━━━━━ EXCERPTED PASSAGE
It doesn’t have to be meditation. Hard exercise will do the same thing for you, as will any creative activity that you throw yourself heart and soul into. Fluthering, for example, can serve this purpose. It is easy to get totally lost in advice giving, and in focusing on others, you can forget yourself, which is very helpful.

Another technique that helps is mindfulness. Mindfulness is a way of dealing with all the negative thoughts that doesn’t require you to fight them or change them. This is good for people like me who blame themselves for failing to accomplish something. For me, cognitive behavioral therapy is very bad, because it blames the victim for not getting better. It teaches you that you can control your disease, which I believe is wrong. We can not control anything about this.

However, what we can do is learn to not be so influenced by the disorder. We can let the effects go by without becoming attached to them. We can do a kind of mental jujitsu that uses the energy of the disorder to throw itself away from us.

About suicide—no one wants to die. What we want is for the pain to stop. Sometimes the pain is so bad it seems like only suicide will end it. We have no hope of ever feeling good again. No one who hasn’t experienced this can probably understand why most people who have this kind of depression would prefer torture to depression.

When you want to die, I think it is helpful to find a friend who is in the same place you are, or who has been there. There was a time when I was really ready to check out, but I didn’t think I could do it on my own, so I called a friend to make a pact. We started talking about how we would do that, and that was probably the most therapeutic thing we could have done, because killing yourself… or rather, finding an appropriate way to kill yourself is about the funniest thing there is on earth. Again, I doubt anyone else could understand. Most people are so freaked out by people who want to die.

In any case, and this could just be me, my friend and I started discussing this and let me tell you, the search for the appropriate means of death is very difficult and…. funny. We started laughing and then soon we were laughing so hard we couldn’t breathe. We almost killed ourselves from laughing to death. Well. Maybe not almost, but still, one could see how it could happen.
━━━━━━━━━━
━━━━━ STORED DATA
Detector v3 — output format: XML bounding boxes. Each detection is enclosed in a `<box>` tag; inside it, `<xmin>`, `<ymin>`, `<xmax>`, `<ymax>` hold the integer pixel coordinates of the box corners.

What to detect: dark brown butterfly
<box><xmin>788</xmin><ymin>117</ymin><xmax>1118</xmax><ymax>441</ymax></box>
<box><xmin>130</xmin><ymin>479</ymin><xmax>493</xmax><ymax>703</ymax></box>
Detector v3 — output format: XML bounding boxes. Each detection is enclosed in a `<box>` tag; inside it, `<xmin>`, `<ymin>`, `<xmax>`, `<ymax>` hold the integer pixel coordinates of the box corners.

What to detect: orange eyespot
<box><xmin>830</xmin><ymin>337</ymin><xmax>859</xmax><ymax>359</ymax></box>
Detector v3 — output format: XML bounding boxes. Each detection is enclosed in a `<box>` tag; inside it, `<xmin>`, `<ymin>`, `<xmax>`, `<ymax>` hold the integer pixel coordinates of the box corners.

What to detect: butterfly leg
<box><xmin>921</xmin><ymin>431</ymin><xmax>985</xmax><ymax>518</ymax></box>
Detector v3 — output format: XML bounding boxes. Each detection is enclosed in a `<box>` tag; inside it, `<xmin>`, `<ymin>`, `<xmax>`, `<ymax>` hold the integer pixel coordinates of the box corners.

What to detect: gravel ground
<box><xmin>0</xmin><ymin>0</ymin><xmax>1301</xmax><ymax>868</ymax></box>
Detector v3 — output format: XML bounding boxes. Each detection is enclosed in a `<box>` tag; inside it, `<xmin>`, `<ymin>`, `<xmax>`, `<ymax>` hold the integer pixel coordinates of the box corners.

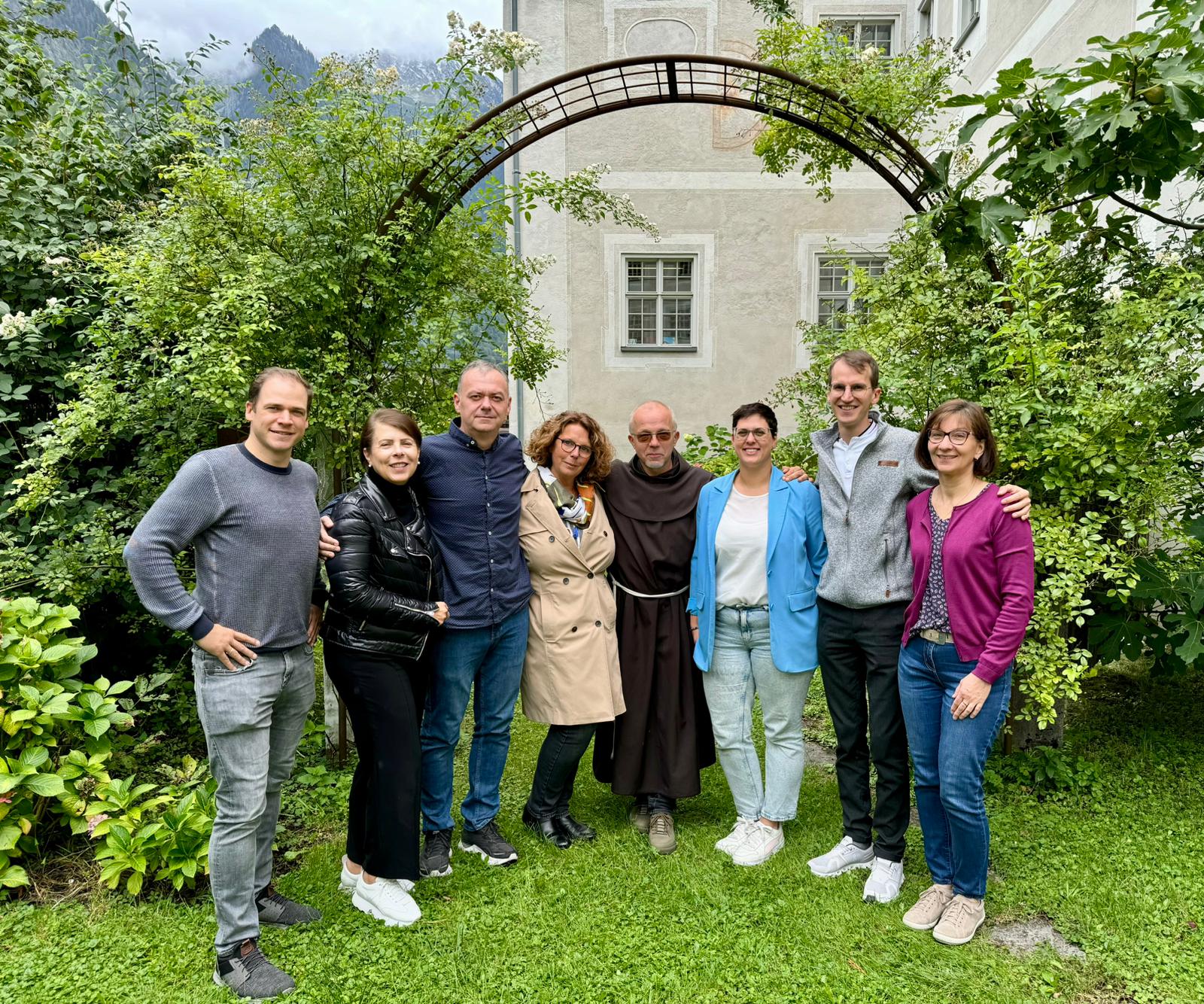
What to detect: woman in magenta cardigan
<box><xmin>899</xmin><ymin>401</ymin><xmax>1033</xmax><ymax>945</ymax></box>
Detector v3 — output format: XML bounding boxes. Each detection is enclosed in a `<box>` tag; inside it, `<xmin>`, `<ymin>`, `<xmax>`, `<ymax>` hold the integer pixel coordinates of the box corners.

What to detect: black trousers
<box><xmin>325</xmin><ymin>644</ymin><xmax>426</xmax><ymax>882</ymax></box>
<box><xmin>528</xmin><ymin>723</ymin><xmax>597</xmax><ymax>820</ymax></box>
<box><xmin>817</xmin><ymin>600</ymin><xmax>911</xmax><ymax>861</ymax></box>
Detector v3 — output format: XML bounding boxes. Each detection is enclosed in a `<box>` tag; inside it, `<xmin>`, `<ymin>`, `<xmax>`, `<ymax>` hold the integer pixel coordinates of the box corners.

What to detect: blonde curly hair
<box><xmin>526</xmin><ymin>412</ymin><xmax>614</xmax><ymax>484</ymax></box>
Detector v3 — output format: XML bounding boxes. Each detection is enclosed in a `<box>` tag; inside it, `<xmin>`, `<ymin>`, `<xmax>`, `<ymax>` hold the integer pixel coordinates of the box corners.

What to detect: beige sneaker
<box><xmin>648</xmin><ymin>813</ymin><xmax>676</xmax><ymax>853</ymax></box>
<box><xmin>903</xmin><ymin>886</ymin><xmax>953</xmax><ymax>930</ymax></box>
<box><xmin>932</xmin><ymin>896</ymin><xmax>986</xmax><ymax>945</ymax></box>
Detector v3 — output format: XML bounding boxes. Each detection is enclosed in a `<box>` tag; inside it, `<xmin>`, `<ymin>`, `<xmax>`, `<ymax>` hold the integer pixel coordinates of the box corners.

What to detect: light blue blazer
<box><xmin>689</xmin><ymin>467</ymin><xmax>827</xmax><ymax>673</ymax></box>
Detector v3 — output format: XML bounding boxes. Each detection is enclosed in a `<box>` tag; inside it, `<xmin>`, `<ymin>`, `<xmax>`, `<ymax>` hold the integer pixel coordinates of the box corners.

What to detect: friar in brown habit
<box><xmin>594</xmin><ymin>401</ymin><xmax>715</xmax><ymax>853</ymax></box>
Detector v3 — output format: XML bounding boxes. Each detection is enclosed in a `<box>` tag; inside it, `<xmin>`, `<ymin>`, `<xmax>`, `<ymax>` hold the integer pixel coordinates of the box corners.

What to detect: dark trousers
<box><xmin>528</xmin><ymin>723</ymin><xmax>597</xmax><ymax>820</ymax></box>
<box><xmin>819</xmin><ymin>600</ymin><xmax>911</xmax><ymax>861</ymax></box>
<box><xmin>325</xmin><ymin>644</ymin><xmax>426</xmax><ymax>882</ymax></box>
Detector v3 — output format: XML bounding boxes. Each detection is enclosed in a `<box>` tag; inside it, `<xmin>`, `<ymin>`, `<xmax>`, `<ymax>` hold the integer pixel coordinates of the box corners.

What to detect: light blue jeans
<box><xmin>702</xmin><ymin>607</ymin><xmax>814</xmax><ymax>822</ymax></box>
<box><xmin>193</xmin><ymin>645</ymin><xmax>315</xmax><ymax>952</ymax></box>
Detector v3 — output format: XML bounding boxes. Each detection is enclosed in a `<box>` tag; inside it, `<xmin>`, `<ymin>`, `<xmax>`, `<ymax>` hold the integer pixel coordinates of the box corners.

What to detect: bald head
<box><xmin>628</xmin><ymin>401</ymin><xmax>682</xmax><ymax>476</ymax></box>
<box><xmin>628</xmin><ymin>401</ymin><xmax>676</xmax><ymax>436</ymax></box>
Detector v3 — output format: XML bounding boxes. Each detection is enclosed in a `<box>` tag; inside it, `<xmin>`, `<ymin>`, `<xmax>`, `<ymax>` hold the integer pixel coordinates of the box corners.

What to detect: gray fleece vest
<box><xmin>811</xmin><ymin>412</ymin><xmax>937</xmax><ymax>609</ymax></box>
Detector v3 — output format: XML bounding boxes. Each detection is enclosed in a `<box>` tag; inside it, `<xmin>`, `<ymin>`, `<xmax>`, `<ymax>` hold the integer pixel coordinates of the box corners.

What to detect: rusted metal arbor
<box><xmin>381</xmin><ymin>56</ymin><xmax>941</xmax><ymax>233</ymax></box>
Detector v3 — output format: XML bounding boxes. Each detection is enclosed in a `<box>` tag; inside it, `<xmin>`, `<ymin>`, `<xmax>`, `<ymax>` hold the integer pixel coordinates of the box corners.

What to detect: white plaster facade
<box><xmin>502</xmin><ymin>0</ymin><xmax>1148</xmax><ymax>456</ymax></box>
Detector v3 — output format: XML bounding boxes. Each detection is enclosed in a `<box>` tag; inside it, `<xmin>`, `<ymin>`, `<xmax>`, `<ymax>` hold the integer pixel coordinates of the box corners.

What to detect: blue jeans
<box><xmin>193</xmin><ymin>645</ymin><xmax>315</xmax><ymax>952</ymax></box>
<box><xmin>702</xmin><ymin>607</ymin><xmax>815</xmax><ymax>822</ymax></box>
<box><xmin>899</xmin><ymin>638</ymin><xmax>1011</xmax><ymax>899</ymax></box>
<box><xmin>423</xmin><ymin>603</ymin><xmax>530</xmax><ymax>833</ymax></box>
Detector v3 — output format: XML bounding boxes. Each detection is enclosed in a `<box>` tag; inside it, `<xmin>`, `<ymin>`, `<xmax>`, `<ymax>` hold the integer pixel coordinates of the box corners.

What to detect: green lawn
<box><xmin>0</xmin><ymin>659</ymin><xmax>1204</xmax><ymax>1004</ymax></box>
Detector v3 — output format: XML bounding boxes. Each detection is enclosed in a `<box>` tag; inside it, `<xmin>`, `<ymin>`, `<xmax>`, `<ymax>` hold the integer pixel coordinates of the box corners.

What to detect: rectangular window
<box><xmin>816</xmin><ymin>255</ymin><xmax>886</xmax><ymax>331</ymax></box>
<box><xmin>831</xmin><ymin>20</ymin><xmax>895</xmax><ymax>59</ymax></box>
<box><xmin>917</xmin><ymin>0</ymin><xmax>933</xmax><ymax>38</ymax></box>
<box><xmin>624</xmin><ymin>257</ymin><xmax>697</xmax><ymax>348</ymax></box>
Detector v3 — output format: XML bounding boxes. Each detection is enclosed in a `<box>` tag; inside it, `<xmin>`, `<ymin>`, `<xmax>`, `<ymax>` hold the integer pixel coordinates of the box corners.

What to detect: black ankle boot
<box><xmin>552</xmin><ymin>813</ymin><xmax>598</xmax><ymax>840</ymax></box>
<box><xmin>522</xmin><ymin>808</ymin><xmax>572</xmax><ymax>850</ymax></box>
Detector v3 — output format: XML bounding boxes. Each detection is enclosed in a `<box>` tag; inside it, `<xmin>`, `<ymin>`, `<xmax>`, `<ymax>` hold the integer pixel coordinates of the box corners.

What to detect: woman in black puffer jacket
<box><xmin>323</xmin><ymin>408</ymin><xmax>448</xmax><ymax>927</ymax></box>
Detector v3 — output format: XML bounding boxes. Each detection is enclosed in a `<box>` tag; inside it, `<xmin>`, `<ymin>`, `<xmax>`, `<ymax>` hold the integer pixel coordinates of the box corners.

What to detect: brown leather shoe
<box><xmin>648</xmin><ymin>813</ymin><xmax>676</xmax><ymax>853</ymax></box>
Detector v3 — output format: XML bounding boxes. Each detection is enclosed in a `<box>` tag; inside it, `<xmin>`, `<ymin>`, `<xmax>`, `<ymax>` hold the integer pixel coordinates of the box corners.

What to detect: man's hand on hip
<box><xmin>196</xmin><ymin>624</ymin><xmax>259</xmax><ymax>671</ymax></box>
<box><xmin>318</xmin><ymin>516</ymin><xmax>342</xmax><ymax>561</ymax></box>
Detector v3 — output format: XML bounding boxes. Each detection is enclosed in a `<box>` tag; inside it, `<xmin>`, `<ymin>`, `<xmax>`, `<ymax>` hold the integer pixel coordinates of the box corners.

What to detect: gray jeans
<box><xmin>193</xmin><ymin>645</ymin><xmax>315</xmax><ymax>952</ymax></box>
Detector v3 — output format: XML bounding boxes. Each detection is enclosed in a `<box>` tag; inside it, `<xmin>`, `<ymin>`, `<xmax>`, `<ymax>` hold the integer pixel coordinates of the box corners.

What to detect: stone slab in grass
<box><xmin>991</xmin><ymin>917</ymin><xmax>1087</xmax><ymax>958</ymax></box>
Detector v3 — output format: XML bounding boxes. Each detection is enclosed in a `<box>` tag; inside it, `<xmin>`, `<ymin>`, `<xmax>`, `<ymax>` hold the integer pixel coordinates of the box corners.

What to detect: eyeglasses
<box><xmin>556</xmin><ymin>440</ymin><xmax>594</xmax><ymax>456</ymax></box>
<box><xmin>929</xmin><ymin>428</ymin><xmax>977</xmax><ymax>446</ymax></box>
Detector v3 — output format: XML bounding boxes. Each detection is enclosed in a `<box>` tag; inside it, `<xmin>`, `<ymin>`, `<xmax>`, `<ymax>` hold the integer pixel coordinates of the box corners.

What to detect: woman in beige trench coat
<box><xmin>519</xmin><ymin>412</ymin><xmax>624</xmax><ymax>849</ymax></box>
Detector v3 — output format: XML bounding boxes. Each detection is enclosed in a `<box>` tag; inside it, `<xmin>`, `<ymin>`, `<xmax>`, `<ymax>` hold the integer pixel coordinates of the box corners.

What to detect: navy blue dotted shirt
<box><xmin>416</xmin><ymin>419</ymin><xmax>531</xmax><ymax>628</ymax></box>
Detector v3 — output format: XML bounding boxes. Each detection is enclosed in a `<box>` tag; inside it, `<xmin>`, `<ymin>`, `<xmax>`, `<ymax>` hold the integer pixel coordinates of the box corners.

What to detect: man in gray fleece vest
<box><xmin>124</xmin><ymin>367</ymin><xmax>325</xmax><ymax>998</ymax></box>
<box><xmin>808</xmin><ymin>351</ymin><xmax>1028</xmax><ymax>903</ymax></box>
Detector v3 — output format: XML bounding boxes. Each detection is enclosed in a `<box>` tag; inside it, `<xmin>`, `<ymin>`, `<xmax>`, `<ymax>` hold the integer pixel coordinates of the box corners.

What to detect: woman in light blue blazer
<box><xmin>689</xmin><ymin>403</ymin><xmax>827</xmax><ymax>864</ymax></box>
━━━━━━━━━━
TASKS FOR THIS EXERCISE:
A – Translate this sentence from the excerpt on coping with depression into Spanish: "Mindfulness is a way of dealing with all the negative thoughts that doesn’t require you to fight them or change them."
B – In the excerpt on coping with depression, why does the writer say cognitive behavioral therapy is very bad for them?
C – List every activity that the first paragraph of the excerpt on coping with depression offers as an alternative to meditation.

SOLUTIONS TO THE TASKS:
A – La atención plena es una forma de afrontar todos los pensamientos negativos que no te exige combatirlos ni cambiarlos.

B – Because it blames the victim for not getting better.

C –
- Hard exercise
- Any creative activity that you throw yourself heart and soul into
- Fluthering (getting lost in advice giving)